Work instruction
Because the listing below is to be kept intact, restate all of it word for word.

The data
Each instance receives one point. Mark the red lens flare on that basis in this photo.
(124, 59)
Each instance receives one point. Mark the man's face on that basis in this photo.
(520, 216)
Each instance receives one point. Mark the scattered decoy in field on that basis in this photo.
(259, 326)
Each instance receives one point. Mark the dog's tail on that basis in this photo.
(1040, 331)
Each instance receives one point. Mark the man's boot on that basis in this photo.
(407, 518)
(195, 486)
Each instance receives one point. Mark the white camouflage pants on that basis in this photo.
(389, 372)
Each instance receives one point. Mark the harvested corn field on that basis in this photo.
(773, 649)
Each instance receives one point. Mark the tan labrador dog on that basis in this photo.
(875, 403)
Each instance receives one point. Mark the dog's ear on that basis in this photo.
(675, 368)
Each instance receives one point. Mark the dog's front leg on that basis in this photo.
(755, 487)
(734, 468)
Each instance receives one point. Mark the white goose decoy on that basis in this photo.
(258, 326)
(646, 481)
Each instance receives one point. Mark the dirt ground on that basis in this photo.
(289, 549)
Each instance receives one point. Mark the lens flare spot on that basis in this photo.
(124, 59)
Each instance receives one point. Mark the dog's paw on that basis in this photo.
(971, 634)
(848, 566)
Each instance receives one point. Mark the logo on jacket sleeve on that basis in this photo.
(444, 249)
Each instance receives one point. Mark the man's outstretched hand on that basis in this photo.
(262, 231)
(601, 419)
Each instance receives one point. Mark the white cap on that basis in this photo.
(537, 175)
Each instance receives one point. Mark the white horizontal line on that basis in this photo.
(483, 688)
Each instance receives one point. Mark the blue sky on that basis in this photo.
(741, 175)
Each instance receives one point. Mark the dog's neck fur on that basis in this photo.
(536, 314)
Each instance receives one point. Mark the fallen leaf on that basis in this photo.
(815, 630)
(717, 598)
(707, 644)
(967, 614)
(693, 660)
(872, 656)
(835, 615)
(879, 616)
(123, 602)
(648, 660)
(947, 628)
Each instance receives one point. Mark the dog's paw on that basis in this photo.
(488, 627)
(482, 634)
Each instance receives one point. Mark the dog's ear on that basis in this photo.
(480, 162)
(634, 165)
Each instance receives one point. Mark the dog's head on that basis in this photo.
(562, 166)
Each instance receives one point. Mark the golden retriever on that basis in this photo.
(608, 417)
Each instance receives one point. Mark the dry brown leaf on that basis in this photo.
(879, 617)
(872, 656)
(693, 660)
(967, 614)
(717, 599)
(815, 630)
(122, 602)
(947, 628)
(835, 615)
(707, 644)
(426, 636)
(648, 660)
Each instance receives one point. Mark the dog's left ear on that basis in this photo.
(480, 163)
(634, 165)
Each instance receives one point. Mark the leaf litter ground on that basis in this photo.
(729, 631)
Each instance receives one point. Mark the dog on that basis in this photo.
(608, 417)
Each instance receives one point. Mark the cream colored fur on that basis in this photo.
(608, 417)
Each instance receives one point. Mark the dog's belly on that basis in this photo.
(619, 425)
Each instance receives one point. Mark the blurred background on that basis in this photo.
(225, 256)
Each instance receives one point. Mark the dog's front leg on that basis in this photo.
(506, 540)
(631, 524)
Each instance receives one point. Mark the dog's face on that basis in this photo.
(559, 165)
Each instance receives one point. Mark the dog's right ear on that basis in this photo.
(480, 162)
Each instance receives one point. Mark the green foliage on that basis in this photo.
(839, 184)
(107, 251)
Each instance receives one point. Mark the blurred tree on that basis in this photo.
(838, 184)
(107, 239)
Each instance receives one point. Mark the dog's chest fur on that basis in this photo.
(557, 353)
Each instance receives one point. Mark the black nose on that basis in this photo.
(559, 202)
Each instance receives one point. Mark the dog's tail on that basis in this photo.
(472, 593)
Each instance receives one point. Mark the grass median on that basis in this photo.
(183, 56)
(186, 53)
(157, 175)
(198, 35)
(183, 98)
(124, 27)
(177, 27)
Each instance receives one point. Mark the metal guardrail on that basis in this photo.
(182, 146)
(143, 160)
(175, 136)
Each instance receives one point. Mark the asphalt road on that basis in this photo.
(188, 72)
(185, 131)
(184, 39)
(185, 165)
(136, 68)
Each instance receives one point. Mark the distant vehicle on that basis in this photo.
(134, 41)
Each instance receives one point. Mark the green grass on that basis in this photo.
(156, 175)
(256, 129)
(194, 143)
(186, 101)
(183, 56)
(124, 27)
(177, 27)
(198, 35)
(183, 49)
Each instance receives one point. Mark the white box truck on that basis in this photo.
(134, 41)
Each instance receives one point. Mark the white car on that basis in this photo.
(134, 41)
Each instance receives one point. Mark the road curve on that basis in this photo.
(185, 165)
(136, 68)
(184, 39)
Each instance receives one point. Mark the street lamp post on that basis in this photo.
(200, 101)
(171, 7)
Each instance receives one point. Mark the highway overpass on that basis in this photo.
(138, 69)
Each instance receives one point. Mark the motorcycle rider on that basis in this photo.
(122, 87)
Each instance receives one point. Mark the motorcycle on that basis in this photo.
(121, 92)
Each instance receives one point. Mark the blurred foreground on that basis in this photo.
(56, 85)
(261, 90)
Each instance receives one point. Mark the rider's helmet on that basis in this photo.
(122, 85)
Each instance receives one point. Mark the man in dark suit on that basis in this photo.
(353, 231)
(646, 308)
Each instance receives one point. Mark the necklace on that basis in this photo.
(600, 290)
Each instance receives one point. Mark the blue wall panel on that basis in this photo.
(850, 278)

Solution below
Each instance receives one point. Mark the red lens flare on that basis in this photo.
(124, 59)
Each instance receives one point. Mark the man's face on that basis in this photo.
(520, 216)
Each instance receives one point. Mark the scattered decoy in field on that basis in this photo.
(259, 326)
Each instance receives one point. Mark the dog's tail on that basis in this photo.
(1040, 331)
Each instance receives one point. Mark the man's boot on that basis in this photo.
(407, 518)
(195, 486)
Each instance receives one point. Mark the white camouflage pants on that basis in this photo.
(389, 372)
Each instance receives one point. Mark the harvested corn field on that basis in this photo.
(773, 649)
Each instance receives one point. Mark the tan labrador dog on that basis in this photo.
(875, 403)
Each instance receives one point. Mark the dog's ear on that basis in this photo.
(675, 368)
Each instance receives one point. Mark the dog's front leg on that basis in this photo.
(755, 487)
(734, 468)
Each instance receives one point. Mark the white goose decoy on that basis in this photo.
(258, 326)
(646, 481)
Each instance receives one point. Mark the dirt ground on that basis in this photo.
(289, 549)
Each instance receives one point. Mark the lens flare spot on that basis in this photo.
(124, 59)
Each instance receives one point. Mark the dog's paw on that basis in this photo.
(971, 634)
(848, 566)
Each instance receives one point. Mark the logo on jacket sleeve on that basis in this photo.
(444, 249)
Each instance receives one point. Mark the man's outstretched hand on that basis in this photo.
(262, 231)
(601, 419)
Each instance receives one point. Mark the white cap on that basis in this photo.
(537, 175)
Each instance receives one point. Mark the white horizontal line on that basis in this photo.
(483, 688)
Each instance receives one point. Mark the blue sky on that basis in this photo.
(741, 175)
Each instance receives one point. Mark the dog's neck fur on that basis in this photo.
(536, 314)
Each instance receives one point. Mark the fallen leaf on that basis in this photo.
(815, 630)
(717, 598)
(707, 644)
(967, 614)
(693, 660)
(872, 656)
(835, 615)
(879, 616)
(123, 602)
(648, 660)
(947, 628)
Each instance receives one point. Mark the dog's paw on that basis in this photo.
(488, 627)
(482, 634)
Each instance receives one point. Mark the dog's ear on that basis in this photo.
(480, 162)
(634, 165)
Each instance receives one point. Mark the dog's head on that basis in this photo.
(562, 166)
Each instance receives one point. Mark the golden retriever on that basis in this photo.
(608, 417)
Each instance receives one point. Mark the dry brown leaf on that basis in this photo.
(879, 617)
(872, 656)
(693, 660)
(967, 614)
(717, 599)
(815, 630)
(122, 602)
(947, 628)
(835, 615)
(707, 644)
(426, 636)
(648, 660)
Each instance receives one point. Mark the dog's left ear on that basis in this photo.
(480, 163)
(634, 165)
Each instance receives one point. Mark the leaf litter ground on that basis in this photo.
(729, 631)
Each instance receives one point. Mark the dog on that basis in this photo.
(608, 417)
Each instance receives one point. Mark the cream colored fur on that basis in this photo.
(608, 417)
Each instance receives one point. Mark the dog's belly on that basis in this photo.
(619, 425)
Each instance receives one point. Mark the blurred background on that basis in this photo.
(225, 256)
Each instance receives one point. Mark the dog's front leg on that basis in this photo.
(506, 540)
(631, 524)
Each instance receives one point. Mark the dog's face on that basis in this photo.
(559, 165)
Each instance receives one point. Mark the dog's right ear on that basis in this photo.
(480, 162)
Each instance receives one point. Mark the green foliage on that basis in this photo.
(839, 184)
(107, 251)
Each instance receives one point. Mark the blurred tree on that basis in this photo.
(838, 184)
(107, 239)
Each instance receives one point. Mark the dog's chest fur on that basis in this photo.
(557, 353)
Each instance receives one point. Mark the black nose on that basis in this photo.
(559, 202)
Each instance receives one point. Mark the dog's tail on that basis in this photo.
(472, 593)
Each instance receives one point. Mark the grass median on that basis in this photo.
(183, 56)
(186, 53)
(157, 175)
(198, 35)
(183, 98)
(124, 27)
(177, 27)
Each instance receives one point. Mark the metal guardrail on that basis in this photo.
(182, 146)
(143, 160)
(175, 136)
Each instance receives one point. Mark the asphalt road on that basis in this photo.
(188, 72)
(185, 131)
(184, 39)
(185, 165)
(136, 68)
Each instance receives one point. Mark the distant vehicle on that basis in this photo.
(134, 41)
Each instance receives one point. Mark the green grass on that basis in this photo.
(156, 175)
(256, 129)
(194, 143)
(186, 101)
(183, 56)
(124, 27)
(177, 27)
(198, 35)
(183, 49)
Each instance receives one point. Mark the white box truck on that basis in this photo.
(134, 41)
Each instance receives one point. Mark the white car on that basis in this photo.
(134, 41)
Each instance receives one point. Mark the road curve on that basis in this photo.
(185, 165)
(136, 68)
(184, 39)
Each instance receives one point. Mark the street lamp post on that basis in this photo.
(200, 101)
(171, 7)
Each instance receives one point. Mark the highway overpass on that basis in this photo.
(138, 69)
Each instance receives one point. Mark the motorcycle rider on that basis in this photo.
(122, 87)
Each instance receives one point. Mark the motorcycle on that basis in this photo.
(121, 92)
Each instance receives one point. Mark the blurred foreground on that basis in this photo.
(56, 85)
(261, 90)
Each instance receives one point. Mark the rider's helmet on that basis in this photo.
(122, 85)
Each instance receives one point. Mark the man in dark suit on that basis in this photo.
(353, 231)
(646, 308)
Each instance receives one point. Mark the necklace on that basis in this photo.
(600, 290)
Each instance receives one point. Mark the blue wall panel on that basis in this photo.
(850, 278)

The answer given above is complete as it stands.